-------- Excerpted text --------

Returning to his troops at Tijuana, Pryce was dismayed to discover that Diaz had signed a treaty with Madero on 25 May, the former fleeing to France and the latter now close to gaining power as a result of imminent elections. His position untenable, Pryce crossed the border for L.A. for a final show down with Magon, who hitherto had been of little assistance; leaving behind a Tijuana that one observer described as 'like living on the brink of a volcano; with not a sane man in the entire town, just anarchy.' In Pryce's words:

It was getting so serious that I came up to Los Angeles to see the Junta and find out what they intended doing. They had no money, and we didn't have any ammunition and it was useless to move on to Ensenada. So when I found the jig was up, I wrote back to the boys at Tijuana and advised them to disband. Hopkins and I came north to look for something else. Perhaps some day we may go back. I could hold Lower California with a 1,000 men and a couple of screw guns.'

His men were ordered by Magon to continue flying the Red Flag, but in reality, without Pryce's military acumen, and sufficient ammunition, their future was bleak, and on 22 June, one week after Pryce's departure, Vega returned with a force which outnumbered the Magonistas six-to-one, and retook Tijuana and massacred the insurrectos to a man.

-------- Material shown --------

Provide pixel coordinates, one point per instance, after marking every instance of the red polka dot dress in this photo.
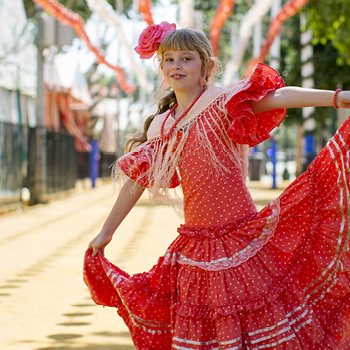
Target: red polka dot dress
(237, 278)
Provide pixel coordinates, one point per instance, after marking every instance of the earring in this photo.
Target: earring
(202, 82)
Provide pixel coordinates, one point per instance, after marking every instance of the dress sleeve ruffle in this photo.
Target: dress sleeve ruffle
(246, 127)
(137, 165)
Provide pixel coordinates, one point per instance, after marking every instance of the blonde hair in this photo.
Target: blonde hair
(180, 40)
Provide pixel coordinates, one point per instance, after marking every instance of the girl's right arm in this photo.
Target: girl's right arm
(127, 198)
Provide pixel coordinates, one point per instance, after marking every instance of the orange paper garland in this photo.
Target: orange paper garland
(223, 11)
(68, 17)
(145, 9)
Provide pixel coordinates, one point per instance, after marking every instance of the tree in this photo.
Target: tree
(78, 6)
(329, 23)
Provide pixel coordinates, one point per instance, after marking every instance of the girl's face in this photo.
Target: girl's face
(182, 70)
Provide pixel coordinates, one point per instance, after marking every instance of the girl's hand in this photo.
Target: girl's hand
(99, 242)
(343, 99)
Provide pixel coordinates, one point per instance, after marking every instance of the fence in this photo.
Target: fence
(21, 148)
(13, 161)
(45, 162)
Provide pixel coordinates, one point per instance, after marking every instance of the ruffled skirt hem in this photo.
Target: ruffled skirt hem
(280, 280)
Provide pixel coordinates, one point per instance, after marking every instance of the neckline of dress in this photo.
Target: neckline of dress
(180, 118)
(207, 99)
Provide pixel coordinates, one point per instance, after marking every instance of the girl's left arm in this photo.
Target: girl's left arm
(297, 97)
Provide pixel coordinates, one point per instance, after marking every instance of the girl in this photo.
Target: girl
(234, 278)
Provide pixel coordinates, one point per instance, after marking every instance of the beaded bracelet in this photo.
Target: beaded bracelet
(335, 104)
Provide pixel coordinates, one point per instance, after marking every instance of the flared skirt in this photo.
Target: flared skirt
(279, 280)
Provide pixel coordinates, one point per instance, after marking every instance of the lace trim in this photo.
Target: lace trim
(154, 164)
(239, 257)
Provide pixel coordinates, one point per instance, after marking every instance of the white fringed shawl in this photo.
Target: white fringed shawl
(154, 164)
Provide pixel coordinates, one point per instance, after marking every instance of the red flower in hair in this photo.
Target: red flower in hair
(151, 37)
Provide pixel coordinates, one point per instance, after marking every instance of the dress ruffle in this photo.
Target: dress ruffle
(285, 273)
(247, 127)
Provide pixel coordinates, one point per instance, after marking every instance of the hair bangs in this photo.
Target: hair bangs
(179, 40)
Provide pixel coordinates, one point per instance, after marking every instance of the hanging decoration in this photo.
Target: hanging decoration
(289, 10)
(67, 17)
(222, 13)
(105, 11)
(145, 10)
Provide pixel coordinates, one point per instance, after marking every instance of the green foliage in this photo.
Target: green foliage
(329, 23)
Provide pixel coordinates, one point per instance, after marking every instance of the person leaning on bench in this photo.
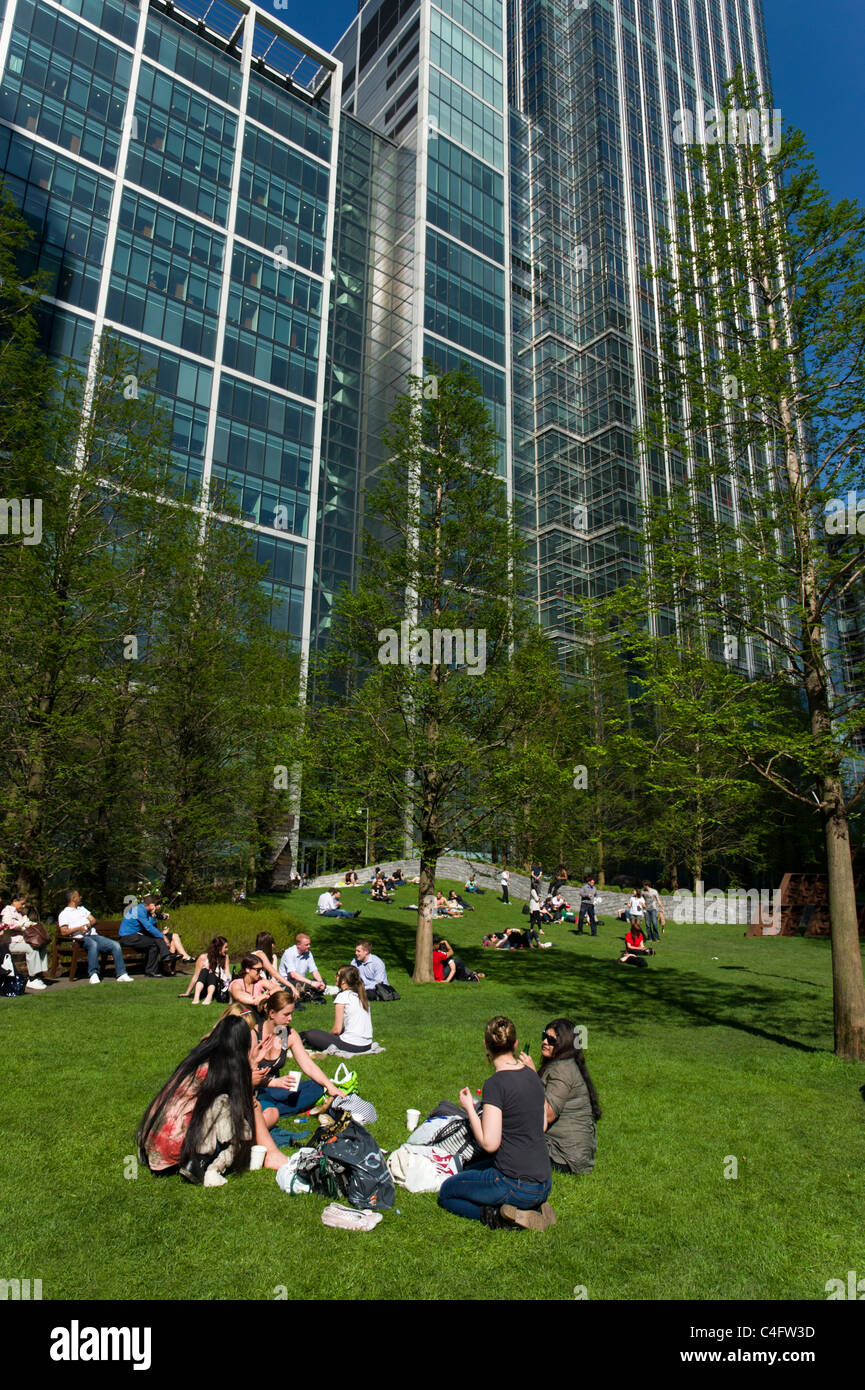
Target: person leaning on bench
(139, 929)
(79, 925)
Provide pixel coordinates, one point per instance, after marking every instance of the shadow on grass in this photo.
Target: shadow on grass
(625, 1001)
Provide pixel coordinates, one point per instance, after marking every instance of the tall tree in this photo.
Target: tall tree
(441, 666)
(762, 424)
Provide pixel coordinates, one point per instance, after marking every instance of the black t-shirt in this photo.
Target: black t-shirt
(519, 1096)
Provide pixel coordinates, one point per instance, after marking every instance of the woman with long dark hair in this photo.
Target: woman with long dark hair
(570, 1100)
(352, 1030)
(511, 1184)
(210, 976)
(203, 1121)
(266, 951)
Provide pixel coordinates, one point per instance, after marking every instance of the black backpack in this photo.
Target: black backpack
(348, 1164)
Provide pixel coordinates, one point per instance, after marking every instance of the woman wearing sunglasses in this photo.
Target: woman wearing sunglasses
(508, 1187)
(570, 1100)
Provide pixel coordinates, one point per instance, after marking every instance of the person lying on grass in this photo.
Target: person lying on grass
(352, 1030)
(509, 1186)
(210, 976)
(203, 1121)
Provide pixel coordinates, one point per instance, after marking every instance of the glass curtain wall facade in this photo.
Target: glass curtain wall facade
(433, 77)
(594, 170)
(177, 166)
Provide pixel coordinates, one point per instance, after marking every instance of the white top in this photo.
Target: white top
(78, 920)
(356, 1020)
(17, 920)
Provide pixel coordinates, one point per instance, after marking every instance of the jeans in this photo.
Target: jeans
(93, 945)
(155, 947)
(289, 1102)
(483, 1184)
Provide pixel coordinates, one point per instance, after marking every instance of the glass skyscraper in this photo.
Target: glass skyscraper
(281, 234)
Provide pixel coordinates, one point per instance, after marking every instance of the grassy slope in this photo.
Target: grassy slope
(694, 1059)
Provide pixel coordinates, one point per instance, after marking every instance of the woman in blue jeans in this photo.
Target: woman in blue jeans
(511, 1186)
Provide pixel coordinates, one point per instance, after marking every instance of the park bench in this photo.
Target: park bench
(74, 951)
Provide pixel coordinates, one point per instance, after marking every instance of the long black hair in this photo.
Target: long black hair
(566, 1045)
(214, 952)
(225, 1055)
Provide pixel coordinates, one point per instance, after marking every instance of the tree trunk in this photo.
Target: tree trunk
(849, 993)
(426, 900)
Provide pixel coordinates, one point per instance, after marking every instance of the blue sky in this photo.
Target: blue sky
(818, 71)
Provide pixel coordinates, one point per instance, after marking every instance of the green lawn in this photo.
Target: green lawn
(722, 1048)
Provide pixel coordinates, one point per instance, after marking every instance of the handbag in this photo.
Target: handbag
(35, 936)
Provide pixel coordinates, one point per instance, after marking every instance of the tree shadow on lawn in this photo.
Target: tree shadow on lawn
(625, 998)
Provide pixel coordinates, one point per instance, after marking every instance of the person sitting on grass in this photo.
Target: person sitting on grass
(509, 1186)
(281, 1043)
(569, 1097)
(266, 951)
(636, 950)
(299, 969)
(378, 891)
(210, 976)
(448, 968)
(248, 987)
(203, 1121)
(352, 1029)
(456, 902)
(372, 969)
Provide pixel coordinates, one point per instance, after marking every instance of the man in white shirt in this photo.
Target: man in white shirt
(298, 966)
(79, 925)
(328, 906)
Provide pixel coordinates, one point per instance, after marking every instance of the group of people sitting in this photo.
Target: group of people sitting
(260, 976)
(533, 1121)
(162, 945)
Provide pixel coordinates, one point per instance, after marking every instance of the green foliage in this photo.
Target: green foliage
(690, 1066)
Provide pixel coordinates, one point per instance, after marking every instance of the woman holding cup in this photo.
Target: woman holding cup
(508, 1187)
(203, 1121)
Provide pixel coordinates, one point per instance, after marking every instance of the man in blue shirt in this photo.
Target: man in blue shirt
(370, 968)
(138, 929)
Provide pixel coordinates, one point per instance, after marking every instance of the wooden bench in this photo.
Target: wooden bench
(74, 951)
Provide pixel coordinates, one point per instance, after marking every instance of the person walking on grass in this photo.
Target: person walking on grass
(505, 881)
(587, 906)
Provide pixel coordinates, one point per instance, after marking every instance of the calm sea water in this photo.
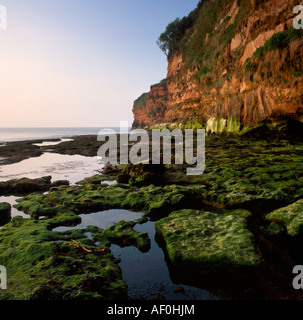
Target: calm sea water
(20, 134)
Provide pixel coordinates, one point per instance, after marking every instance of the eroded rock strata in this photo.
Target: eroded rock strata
(239, 63)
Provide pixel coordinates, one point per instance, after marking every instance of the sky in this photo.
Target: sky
(72, 63)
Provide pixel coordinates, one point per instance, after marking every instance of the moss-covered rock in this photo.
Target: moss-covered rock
(142, 175)
(291, 217)
(49, 265)
(208, 242)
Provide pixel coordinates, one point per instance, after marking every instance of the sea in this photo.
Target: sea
(146, 274)
(22, 134)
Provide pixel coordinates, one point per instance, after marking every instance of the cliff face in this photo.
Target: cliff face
(242, 68)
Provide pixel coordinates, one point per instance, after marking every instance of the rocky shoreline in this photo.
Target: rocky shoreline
(235, 231)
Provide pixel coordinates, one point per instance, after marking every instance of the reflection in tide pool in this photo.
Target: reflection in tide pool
(146, 274)
(103, 219)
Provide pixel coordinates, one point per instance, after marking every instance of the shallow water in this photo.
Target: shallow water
(61, 167)
(146, 274)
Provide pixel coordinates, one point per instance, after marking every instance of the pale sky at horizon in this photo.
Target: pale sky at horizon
(70, 63)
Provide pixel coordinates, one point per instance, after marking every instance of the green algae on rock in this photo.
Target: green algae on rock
(42, 264)
(208, 242)
(291, 217)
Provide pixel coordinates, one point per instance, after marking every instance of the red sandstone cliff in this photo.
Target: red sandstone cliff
(249, 69)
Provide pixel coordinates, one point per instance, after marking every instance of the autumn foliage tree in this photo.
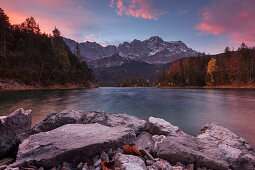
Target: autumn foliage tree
(211, 70)
(35, 58)
(236, 68)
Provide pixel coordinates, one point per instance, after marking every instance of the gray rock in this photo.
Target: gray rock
(144, 142)
(74, 142)
(128, 162)
(214, 148)
(238, 152)
(190, 167)
(11, 126)
(2, 167)
(104, 156)
(189, 150)
(6, 161)
(149, 162)
(161, 164)
(57, 119)
(80, 165)
(97, 163)
(157, 126)
(66, 166)
(115, 119)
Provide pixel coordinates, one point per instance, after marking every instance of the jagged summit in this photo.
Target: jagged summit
(153, 51)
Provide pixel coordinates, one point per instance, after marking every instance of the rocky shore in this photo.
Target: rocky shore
(71, 140)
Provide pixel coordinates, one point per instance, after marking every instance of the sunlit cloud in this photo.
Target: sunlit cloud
(68, 15)
(136, 8)
(234, 18)
(95, 38)
(182, 12)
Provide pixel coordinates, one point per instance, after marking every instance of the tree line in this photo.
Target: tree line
(234, 68)
(37, 58)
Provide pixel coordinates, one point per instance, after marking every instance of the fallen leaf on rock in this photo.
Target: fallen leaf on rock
(107, 165)
(131, 149)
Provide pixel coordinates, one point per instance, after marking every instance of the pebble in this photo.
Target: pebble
(80, 165)
(104, 156)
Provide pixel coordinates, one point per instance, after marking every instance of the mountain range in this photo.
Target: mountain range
(152, 51)
(143, 59)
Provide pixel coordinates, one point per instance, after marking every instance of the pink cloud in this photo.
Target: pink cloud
(185, 11)
(234, 18)
(67, 15)
(136, 8)
(94, 38)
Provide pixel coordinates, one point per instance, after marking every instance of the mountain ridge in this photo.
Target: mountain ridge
(153, 51)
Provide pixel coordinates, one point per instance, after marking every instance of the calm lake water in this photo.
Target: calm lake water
(189, 109)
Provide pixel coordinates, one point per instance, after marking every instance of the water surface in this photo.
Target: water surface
(189, 109)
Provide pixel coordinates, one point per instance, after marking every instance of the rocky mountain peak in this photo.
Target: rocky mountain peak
(153, 51)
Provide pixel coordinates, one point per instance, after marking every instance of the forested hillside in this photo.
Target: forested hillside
(35, 58)
(232, 68)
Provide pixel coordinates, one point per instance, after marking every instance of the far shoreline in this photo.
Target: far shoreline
(209, 87)
(12, 85)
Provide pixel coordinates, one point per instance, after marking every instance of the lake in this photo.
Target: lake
(189, 109)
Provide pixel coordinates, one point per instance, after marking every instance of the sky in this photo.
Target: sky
(205, 25)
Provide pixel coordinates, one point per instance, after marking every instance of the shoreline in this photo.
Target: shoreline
(209, 87)
(122, 142)
(12, 85)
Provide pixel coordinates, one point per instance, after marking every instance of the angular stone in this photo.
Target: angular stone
(128, 162)
(144, 142)
(104, 156)
(188, 150)
(57, 119)
(115, 119)
(74, 142)
(161, 164)
(238, 152)
(157, 126)
(11, 126)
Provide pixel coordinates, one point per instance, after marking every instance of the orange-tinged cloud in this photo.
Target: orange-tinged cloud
(234, 18)
(67, 15)
(136, 8)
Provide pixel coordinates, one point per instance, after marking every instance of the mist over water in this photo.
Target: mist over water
(189, 109)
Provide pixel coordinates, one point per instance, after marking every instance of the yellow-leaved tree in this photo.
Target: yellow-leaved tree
(211, 69)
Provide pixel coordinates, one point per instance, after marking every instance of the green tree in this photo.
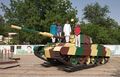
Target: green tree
(2, 25)
(96, 14)
(37, 15)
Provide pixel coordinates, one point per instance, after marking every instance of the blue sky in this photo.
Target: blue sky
(80, 4)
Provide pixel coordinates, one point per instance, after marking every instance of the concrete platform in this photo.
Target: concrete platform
(30, 66)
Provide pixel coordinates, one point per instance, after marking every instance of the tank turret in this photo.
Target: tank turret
(87, 54)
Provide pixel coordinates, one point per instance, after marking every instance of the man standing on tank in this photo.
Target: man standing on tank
(77, 31)
(67, 31)
(53, 30)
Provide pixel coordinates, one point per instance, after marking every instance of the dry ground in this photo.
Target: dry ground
(30, 67)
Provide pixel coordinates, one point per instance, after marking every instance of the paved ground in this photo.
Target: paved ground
(30, 67)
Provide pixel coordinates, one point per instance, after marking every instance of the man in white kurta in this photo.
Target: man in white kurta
(67, 31)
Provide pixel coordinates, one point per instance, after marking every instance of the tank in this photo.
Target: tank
(88, 54)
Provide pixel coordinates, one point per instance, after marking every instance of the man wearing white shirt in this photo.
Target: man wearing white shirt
(67, 31)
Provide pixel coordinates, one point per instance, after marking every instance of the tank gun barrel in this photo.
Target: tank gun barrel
(41, 33)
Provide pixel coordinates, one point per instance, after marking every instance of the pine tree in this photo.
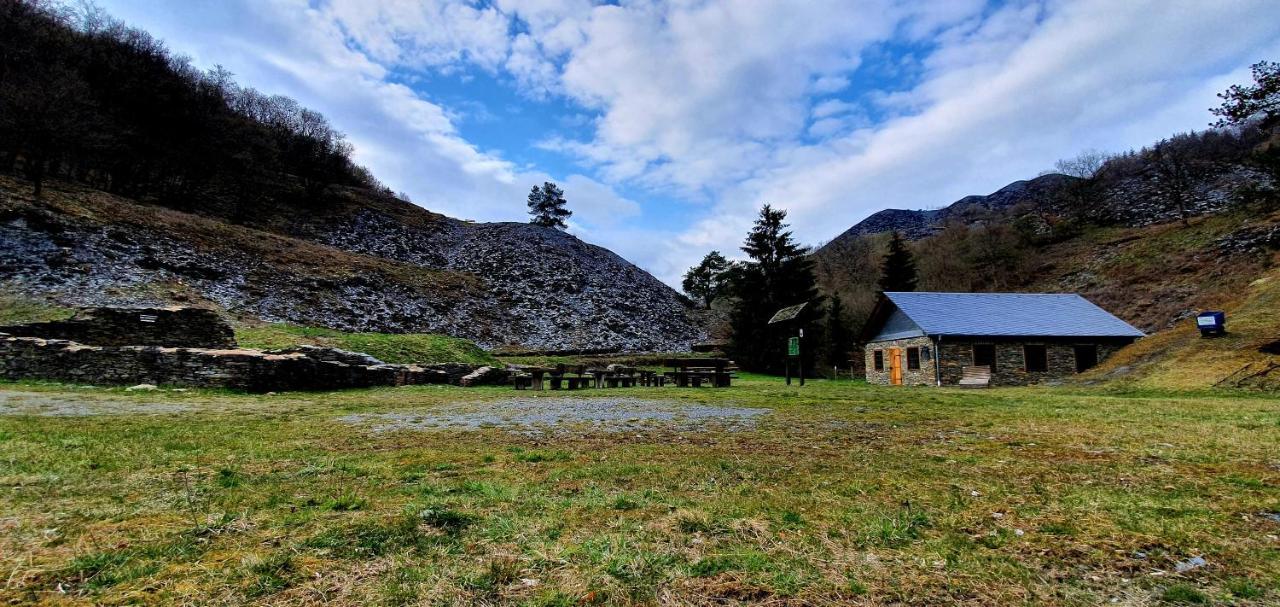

--------

→ **Your task**
Write the next few sentences of the passage about Pryce and the fall of Tijuana, starting after its final sentence.

→ **Answer to this problem**
For his own part, Pryce was intercepted by F.B.I. agents just north of San Francisco, the Mexican Consul demanding that he be extradited to face charges of arson and murder, charges that he vehemently denied, and charges that he was cleared of by Commissioner Van Dyke in the District Court of Southern California on 28 September 1911 - the hearing had lasted a week, attracting a large amount of press coverage, and was filled with intrigue, one of the chief witnesses for the defence being murdered before he had the chance to give evidence that favoured Pryce. Be that as it may, Pryce was cleared of violation of neutrality laws and released, once more finding himself back on the streets.

==Hollywood==
Pryce later became a Hollywood actor in the days of the silent screen, acting in a number of films. He played himself in The Colonel's Escape, based on the story of the Magonista Revolution and his role in it.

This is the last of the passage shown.